• [INSTRUCTION]
Each entry has to be copied exactly, with nothing missed.

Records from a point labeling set
---*---
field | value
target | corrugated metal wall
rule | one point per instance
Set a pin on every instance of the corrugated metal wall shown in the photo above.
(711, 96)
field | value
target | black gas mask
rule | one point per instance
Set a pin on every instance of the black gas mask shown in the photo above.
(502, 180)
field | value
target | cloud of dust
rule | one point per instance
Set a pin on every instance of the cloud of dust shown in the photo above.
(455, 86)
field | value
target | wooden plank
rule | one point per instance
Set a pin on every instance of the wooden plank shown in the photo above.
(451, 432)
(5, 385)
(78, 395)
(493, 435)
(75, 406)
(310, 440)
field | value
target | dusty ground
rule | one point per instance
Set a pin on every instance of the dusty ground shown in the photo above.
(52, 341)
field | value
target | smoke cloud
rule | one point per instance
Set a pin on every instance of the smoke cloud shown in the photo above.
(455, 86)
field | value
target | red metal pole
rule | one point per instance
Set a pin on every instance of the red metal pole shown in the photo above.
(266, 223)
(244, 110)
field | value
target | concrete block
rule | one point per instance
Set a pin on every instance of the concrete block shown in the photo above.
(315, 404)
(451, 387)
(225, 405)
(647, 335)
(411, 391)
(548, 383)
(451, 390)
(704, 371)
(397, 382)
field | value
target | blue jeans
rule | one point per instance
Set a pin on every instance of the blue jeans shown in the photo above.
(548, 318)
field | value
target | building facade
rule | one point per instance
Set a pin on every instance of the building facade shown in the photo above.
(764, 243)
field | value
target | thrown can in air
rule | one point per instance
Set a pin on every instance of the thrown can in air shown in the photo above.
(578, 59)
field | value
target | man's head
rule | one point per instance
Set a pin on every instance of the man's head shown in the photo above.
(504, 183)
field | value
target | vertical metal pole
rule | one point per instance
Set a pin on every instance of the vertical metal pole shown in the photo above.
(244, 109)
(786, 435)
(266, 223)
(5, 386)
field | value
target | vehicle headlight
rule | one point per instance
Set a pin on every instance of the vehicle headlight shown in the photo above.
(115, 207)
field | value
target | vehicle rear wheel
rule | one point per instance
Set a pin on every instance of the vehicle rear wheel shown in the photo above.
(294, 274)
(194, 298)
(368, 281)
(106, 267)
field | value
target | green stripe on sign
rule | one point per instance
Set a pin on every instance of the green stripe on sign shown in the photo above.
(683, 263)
---*---
• [COMPLETED EXERCISE]
field | value
target | corrugated metal wall
rule | one point per instance
Set a pin on every instance of the corrugated metal wall shown in the photo above.
(711, 96)
field | value
target | black gas mask
rule | one point per instance
Set a pin on every instance of the black gas mask shown in the photo above.
(502, 180)
field | value
target | cloud of dust
rule | one point per instance
Set a pin on every instance of the cloud of dust shown in the photo above.
(455, 86)
field | value
target | wooden plank
rule | one point per instance
Set a pin on every instance of the wooden plank shown in the photo above.
(451, 432)
(5, 385)
(78, 395)
(493, 435)
(75, 406)
(310, 440)
field | value
target | dusty ground
rule | one point per instance
Set a pin on every instance of the dusty ground shown in the photo above.
(52, 341)
field | value
target | smoke cloud
rule | one point per instance
Set a pin on every instance of the smoke cloud shown in the photo above.
(455, 86)
field | value
target | red metal pole
rule | one point per instance
Set a pin on every instance of the red metal pole shown in the photo above.
(266, 223)
(244, 110)
field | value
target | concrete block
rule | one point per instance
Set a pin on every instance of the concrete block shown in the photo above.
(315, 404)
(451, 387)
(225, 405)
(647, 335)
(411, 391)
(548, 383)
(451, 390)
(704, 371)
(397, 382)
field | value
target | blue jeans
rule | one point per instance
Set a pin on every instance of the blue jeans shown in the photo above.
(548, 318)
field | value
target | building facade
rule | one point per instance
Set a pin on every instance of the building facade shown in the photo above.
(764, 243)
field | value
target | thrown can in air
rule | one point per instance
Set a pin on every instance of the thrown can in air shown in the photo above.
(578, 59)
field | value
target | man's head
rule | one point per instance
Set a pin on every instance of the man's head shown in the photo above.
(504, 183)
field | value
target | vertical metal pole
rule | one point per instance
Set a pin on every instance of the vertical metal pole shown in the photo above.
(244, 109)
(786, 435)
(266, 223)
(5, 386)
field | value
target | vehicle headlight
rule | one point per instance
Set a pin on every instance of the vehicle headlight shown in the photo above.
(115, 207)
field | value
target | vehicle rear wheel
rule | one point per instance
Set a pin on every instance of the vehicle rear wheel shown in the photo above.
(294, 274)
(194, 298)
(368, 281)
(106, 267)
field | value
target | green stripe on sign
rule | one point per instance
Set a pin on every instance of the green stripe on sign shown in the photo above.
(683, 263)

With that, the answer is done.